§ **Task statement**: According to the passage on the Savoy Cinema in Colombo, which film premiered when the cinema opened in August 1949?

--- Passage shown ---

- Interactive map of the Savoy Cinema, Colombo area

General information
- Status: Operating
- Location: Wellawatte, Colombo, Galle Road, Wellawatte, Sri Lanka
- Coordinates: 6°52′41.88″N 79°51′28.45″E﻿ / ﻿6.8783000°N 79.8579028°E
- Opened: August 1949; 76 years ago
- Owner: EAP Films and Theatres Private Limited

Website
- EAP Films

= Savoy Cinema, Colombo =

Movie theatre in Colombo, Sri Lanka

Savoy Cinema, Colombo also known as Savoy 3D Cinema and Savoy 2 is a prominent cinema in Sri Lanka located on Galle Road in Wellawatte, Colombo, just near the old Dutch canal. The building is owned and run by EAP Films and Theatres Private Limited. The theatre generally have premiere releases in four languages including English, Sinhala, Tamil and Hindi languages.

The cinema opened in August 1949 with the premiere of The Jolson Story. It was initially owned and operated by C. V. de Silva, who named it after the Savoy Theatre in London. The original building had a small bookshop in the foyer and a number of shops that faced Galle Road, including a clothes shop and the Savoy Emporium, which dealt in medicines and groceries.

--- Given records ---

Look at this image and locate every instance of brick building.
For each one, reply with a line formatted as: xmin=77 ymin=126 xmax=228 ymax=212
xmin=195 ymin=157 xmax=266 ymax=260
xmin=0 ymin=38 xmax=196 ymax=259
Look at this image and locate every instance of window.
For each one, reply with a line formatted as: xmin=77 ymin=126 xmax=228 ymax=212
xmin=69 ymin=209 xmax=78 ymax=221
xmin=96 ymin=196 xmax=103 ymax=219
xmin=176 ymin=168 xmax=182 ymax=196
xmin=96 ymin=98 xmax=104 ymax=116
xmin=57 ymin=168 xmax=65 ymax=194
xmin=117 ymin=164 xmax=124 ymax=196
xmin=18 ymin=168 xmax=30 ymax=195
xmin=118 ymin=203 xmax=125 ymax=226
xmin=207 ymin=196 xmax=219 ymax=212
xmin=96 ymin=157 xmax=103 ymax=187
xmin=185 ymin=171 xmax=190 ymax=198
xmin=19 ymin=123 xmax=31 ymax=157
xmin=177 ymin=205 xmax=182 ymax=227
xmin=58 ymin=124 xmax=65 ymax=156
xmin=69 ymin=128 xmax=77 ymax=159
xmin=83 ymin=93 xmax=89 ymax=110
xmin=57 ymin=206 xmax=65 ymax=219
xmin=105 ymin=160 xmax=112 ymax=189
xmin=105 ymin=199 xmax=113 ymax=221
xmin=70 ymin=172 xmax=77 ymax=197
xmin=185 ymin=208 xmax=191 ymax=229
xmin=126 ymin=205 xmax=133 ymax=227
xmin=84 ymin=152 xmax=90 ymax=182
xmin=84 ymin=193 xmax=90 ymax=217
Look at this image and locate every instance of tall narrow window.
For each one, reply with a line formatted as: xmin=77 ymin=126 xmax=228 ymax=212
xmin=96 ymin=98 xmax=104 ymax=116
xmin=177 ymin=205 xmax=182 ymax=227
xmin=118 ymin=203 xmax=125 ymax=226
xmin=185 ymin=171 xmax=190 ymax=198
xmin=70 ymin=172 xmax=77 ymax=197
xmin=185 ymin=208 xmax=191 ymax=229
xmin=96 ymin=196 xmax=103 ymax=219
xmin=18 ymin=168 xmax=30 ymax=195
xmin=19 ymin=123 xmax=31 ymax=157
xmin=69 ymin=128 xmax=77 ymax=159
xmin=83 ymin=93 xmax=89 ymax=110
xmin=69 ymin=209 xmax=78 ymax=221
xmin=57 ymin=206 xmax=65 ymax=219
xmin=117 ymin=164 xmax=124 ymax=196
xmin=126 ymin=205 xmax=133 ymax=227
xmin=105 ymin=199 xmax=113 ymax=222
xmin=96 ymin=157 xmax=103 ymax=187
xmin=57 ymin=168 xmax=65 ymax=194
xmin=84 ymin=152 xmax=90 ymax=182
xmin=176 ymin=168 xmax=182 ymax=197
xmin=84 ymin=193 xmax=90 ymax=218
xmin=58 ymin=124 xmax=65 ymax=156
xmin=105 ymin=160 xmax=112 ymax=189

---

§ **Written answer**: The Jolson Story